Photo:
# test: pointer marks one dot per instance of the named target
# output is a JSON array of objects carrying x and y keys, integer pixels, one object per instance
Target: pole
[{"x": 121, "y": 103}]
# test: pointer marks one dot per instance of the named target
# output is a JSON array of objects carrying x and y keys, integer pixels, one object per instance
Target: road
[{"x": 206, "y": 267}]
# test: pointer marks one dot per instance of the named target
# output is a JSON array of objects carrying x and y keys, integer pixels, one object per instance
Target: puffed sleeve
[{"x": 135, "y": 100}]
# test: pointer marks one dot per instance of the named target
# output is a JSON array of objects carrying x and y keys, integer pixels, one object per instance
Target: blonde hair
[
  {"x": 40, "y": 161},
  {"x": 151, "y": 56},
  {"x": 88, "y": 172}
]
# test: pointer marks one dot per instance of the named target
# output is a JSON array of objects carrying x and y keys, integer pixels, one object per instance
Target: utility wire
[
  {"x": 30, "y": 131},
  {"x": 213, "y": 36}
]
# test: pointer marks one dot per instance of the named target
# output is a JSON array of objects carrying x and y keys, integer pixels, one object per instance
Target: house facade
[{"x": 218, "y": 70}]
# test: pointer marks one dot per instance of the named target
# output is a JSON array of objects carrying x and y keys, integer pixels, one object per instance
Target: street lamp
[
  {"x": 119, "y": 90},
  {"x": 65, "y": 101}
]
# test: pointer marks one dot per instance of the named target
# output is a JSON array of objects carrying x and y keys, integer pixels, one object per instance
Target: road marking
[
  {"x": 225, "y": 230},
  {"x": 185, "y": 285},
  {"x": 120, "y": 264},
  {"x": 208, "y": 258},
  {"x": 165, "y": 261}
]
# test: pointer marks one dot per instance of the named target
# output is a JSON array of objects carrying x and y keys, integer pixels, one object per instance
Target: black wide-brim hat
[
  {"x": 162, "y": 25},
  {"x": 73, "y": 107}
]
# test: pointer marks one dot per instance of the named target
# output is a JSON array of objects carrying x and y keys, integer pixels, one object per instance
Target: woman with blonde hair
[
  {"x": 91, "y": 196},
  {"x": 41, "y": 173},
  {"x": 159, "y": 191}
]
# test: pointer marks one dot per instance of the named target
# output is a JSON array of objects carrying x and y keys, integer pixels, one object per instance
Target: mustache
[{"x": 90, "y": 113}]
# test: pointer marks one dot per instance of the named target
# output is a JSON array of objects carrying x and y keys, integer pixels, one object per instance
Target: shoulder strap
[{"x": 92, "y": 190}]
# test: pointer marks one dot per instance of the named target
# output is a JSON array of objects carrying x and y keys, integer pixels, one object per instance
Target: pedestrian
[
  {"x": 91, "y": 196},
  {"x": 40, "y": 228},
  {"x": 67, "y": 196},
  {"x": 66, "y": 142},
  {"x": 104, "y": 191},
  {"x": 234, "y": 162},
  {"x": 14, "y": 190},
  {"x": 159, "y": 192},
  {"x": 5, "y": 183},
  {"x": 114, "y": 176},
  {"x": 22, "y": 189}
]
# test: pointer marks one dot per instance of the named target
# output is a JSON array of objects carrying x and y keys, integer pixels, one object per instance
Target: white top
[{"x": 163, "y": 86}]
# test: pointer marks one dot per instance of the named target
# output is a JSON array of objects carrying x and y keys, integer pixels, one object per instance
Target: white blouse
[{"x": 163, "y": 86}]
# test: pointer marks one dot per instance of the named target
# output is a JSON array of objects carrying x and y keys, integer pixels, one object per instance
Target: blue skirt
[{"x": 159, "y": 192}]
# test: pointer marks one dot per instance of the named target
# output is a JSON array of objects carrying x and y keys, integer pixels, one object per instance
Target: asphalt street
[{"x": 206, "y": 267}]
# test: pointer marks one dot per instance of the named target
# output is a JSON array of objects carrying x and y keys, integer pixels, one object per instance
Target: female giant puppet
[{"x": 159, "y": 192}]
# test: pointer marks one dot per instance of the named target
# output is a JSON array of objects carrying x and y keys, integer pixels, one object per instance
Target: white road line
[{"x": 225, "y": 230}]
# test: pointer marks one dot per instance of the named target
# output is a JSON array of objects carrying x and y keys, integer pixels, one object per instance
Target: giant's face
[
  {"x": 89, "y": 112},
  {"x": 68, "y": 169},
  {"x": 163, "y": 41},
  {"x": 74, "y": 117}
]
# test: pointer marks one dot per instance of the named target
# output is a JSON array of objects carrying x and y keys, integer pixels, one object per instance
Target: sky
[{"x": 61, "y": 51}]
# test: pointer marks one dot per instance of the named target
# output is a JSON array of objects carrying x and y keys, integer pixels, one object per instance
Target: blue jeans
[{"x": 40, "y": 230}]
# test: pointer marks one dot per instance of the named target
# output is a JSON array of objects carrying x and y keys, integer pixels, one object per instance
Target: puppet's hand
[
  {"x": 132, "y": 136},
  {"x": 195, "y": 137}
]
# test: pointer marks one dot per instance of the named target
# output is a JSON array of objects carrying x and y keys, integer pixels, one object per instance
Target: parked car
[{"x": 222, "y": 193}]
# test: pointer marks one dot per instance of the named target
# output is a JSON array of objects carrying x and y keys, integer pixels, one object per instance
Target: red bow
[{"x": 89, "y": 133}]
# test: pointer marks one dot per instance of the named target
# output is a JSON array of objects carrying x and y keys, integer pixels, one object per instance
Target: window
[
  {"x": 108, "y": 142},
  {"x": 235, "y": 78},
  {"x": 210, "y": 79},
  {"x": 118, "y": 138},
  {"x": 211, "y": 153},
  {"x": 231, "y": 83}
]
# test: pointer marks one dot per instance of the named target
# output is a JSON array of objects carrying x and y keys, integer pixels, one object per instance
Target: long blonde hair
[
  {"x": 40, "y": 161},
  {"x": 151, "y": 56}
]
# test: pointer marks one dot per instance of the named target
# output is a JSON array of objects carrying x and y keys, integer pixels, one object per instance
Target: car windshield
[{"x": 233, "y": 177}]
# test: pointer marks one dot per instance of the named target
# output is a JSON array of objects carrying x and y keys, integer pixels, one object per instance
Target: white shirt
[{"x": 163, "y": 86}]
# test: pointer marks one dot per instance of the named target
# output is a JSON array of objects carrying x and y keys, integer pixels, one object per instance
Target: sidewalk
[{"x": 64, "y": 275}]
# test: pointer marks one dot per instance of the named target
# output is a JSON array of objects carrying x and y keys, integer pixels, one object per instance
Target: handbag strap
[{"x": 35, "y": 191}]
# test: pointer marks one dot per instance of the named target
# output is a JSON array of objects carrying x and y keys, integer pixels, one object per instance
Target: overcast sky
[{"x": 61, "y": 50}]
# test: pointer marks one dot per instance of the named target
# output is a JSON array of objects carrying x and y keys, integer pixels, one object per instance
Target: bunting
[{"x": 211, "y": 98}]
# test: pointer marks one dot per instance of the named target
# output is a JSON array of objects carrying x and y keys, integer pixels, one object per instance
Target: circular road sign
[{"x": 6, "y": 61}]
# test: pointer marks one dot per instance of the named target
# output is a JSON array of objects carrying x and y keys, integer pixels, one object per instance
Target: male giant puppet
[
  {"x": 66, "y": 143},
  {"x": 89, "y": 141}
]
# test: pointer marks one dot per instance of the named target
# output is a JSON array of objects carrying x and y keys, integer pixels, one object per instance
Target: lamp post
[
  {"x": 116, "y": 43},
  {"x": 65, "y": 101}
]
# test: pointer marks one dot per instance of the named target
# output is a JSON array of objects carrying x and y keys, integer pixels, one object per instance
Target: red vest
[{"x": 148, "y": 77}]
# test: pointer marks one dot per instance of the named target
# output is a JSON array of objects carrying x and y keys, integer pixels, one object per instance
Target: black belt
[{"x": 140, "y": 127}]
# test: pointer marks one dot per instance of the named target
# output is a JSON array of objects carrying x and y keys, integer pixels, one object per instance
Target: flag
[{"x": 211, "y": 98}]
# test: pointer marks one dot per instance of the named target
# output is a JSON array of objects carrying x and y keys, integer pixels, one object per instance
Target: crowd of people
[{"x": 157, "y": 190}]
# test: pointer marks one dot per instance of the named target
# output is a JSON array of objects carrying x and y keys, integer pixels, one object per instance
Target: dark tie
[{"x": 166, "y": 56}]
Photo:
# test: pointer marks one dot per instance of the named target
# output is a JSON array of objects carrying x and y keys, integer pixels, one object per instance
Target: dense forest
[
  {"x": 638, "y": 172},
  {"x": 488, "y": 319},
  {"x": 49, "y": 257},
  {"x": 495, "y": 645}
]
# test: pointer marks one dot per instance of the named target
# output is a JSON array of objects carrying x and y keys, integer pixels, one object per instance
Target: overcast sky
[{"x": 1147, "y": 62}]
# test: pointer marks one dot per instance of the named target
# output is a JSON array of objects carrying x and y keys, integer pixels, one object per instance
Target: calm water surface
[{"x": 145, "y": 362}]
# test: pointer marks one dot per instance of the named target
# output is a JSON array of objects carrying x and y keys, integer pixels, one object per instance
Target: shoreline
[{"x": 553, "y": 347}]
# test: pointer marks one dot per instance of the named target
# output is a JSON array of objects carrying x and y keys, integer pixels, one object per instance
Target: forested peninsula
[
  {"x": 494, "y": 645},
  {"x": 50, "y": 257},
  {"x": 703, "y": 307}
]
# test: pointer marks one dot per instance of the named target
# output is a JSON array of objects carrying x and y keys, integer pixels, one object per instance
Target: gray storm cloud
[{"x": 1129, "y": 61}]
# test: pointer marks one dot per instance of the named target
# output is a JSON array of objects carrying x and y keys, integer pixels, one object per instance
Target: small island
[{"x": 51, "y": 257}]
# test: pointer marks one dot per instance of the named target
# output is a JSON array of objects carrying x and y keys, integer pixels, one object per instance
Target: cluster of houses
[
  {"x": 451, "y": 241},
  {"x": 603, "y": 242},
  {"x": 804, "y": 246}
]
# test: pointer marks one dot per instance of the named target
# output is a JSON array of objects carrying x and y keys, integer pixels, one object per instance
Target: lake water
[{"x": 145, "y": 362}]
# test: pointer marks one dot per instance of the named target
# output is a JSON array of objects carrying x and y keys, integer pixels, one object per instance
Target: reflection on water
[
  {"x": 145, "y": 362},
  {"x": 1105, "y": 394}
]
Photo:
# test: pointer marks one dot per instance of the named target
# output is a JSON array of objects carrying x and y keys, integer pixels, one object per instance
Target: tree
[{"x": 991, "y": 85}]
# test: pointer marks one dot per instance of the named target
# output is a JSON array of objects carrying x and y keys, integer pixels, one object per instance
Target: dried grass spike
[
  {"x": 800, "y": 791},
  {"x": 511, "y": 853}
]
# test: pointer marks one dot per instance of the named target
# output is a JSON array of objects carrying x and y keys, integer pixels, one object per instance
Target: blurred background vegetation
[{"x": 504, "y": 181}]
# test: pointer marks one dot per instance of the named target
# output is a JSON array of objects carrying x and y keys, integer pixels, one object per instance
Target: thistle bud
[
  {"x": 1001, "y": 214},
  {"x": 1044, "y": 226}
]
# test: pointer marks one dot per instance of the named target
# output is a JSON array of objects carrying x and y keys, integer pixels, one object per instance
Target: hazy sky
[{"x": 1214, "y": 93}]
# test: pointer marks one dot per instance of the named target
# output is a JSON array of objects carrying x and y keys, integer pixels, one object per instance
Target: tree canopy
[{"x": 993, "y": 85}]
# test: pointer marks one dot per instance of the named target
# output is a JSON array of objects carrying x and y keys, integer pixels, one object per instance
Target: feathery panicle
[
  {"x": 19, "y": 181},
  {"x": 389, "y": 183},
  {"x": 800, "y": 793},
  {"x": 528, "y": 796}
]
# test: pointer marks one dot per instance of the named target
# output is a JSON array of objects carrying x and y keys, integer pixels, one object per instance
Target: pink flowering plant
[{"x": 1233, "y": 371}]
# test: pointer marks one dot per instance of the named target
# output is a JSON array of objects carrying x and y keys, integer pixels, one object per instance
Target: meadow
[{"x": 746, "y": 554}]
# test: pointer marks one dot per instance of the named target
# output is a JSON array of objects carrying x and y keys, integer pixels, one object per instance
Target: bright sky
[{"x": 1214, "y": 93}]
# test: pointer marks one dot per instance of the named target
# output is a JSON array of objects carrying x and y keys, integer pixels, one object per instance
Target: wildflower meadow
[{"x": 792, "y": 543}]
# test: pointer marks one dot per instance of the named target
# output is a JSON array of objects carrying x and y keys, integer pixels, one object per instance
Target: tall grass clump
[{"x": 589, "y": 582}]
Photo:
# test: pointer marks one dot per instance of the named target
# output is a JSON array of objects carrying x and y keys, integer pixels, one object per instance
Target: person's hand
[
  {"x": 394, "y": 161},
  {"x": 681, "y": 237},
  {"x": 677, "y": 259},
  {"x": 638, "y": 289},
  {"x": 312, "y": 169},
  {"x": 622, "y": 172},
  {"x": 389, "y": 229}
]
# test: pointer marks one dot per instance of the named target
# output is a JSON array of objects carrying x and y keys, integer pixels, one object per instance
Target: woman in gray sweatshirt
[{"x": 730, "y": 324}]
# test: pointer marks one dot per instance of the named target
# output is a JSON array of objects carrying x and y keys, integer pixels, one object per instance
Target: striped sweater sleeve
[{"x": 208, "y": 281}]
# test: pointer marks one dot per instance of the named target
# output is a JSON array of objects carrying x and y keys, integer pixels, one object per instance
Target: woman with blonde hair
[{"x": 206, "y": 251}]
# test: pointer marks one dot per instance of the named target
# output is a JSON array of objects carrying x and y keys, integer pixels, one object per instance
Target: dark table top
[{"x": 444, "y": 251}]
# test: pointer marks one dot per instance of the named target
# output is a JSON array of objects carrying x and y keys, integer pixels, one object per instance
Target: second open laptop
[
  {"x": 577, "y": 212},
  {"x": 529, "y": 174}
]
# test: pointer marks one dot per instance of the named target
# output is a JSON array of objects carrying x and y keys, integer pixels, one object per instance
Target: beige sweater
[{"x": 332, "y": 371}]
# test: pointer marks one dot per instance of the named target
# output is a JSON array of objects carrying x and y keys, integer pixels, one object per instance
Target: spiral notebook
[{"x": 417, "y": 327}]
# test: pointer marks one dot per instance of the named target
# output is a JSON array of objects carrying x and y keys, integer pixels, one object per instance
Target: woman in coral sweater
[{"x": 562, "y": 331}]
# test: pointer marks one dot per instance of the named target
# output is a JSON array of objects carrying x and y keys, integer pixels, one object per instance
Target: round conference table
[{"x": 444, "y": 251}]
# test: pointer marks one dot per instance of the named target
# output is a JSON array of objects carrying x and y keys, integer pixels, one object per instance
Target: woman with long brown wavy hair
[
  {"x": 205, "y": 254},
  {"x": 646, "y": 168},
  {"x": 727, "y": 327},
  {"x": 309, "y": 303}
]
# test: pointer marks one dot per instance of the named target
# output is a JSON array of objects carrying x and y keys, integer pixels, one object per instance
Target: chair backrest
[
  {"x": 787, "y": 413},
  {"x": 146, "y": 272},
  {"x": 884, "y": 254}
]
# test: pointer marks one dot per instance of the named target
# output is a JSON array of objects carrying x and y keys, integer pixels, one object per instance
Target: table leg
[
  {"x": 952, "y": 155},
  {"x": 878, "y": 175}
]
****************
Exercise
Show every line of the records that contains the word "lamp", copying each one in full.

Right answer
Target: street lamp
Target: lamp post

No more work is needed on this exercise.